## SHORT TASK
Reproduce only the rows from the line containing "floor, it would be much appreciated." through the end of the rows, with both ends included and every request line kept. Offset each coordinate in the answers by adding 143 to it.

___

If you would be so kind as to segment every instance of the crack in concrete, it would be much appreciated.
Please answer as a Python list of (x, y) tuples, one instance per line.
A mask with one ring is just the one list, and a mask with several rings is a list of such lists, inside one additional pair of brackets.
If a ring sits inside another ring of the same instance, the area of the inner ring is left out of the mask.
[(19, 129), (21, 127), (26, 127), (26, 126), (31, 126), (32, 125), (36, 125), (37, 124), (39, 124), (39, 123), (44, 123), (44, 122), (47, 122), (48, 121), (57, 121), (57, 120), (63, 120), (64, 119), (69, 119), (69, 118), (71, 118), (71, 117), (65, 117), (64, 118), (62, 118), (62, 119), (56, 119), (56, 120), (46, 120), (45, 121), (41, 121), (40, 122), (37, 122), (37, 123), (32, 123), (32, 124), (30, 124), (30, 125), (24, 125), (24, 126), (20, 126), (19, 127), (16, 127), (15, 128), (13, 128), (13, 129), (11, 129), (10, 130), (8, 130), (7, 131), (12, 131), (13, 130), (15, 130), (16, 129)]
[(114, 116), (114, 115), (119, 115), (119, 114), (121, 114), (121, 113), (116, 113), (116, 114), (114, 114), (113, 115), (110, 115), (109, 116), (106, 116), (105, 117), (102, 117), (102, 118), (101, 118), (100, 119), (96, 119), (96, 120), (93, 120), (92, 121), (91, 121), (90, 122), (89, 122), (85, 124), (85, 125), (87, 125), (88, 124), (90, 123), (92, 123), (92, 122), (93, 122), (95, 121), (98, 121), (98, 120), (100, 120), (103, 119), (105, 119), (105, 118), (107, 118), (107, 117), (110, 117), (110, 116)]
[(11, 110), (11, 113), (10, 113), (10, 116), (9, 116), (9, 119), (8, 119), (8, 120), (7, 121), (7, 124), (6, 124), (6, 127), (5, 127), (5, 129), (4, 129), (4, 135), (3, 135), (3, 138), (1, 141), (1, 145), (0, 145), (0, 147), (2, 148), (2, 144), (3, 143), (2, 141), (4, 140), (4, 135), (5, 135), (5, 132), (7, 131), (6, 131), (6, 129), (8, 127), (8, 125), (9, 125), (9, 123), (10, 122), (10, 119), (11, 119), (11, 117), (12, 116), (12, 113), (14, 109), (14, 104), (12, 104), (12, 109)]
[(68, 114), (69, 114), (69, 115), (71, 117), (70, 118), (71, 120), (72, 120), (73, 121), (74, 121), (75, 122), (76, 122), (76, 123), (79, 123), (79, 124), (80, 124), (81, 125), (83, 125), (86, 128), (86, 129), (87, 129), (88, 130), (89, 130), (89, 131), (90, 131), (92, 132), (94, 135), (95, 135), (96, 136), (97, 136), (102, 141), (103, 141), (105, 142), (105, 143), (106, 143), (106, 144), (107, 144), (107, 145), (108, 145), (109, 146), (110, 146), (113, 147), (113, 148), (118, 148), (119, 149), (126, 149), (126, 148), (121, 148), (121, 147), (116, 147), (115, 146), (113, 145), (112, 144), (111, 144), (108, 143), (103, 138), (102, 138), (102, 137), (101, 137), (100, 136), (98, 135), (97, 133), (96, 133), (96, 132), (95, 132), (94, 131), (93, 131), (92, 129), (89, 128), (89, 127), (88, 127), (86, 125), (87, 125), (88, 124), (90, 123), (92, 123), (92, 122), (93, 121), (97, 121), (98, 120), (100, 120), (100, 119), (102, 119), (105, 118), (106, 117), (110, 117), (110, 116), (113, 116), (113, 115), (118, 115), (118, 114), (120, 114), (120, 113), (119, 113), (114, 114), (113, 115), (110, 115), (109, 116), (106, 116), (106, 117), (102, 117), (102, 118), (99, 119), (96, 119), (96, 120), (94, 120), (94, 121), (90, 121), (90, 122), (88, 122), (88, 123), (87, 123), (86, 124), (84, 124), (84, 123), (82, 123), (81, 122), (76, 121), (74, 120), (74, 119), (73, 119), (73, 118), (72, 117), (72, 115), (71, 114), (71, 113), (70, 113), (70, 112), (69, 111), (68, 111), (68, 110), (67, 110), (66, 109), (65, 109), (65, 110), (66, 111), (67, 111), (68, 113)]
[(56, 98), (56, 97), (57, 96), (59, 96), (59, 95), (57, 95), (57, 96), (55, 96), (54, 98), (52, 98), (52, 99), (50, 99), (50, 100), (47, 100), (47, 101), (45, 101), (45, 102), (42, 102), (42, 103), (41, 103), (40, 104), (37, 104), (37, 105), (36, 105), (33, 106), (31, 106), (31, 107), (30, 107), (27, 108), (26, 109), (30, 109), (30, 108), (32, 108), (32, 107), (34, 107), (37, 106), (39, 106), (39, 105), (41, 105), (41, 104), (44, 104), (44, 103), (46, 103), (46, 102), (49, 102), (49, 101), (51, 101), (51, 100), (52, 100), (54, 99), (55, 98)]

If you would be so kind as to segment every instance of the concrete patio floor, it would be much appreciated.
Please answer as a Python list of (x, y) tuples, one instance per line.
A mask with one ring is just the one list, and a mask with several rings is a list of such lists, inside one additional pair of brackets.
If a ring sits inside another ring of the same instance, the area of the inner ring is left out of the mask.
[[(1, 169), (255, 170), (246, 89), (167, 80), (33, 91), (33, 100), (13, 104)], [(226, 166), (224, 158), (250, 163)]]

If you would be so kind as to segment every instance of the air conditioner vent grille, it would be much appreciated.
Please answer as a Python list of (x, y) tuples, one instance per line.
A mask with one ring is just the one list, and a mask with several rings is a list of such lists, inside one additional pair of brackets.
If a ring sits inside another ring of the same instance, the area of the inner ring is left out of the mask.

___

## RESPONSE TO THE TASK
If you would be so kind as to segment every instance of the concrete patio floor, it would be much appreciated.
Please answer as a Python list of (x, y) tuples, one instance per line.
A mask with one ring is just the one list, and a mask with several rings is a list of such lists, inside one additional pair of brackets.
If a ring sits inside another ring of the same instance, the area of the inner ring is left out of the mask.
[[(144, 312), (398, 313), (389, 232), (310, 223), (176, 234), (176, 243), (156, 247)], [(369, 309), (367, 301), (393, 306)]]

If you would be so kind as to segment every instance of the air conditioner vent grille, it would be much appreciated.
Please answer as a Python list of (x, y) tuples, one instance per line.
A mask with one ring is just the one list, and a mask with several rings is a list of such lists, inside one additional pair of brackets.
If a ring sits inside another ring of the same instance, the area of the inner ring is left out of the mask.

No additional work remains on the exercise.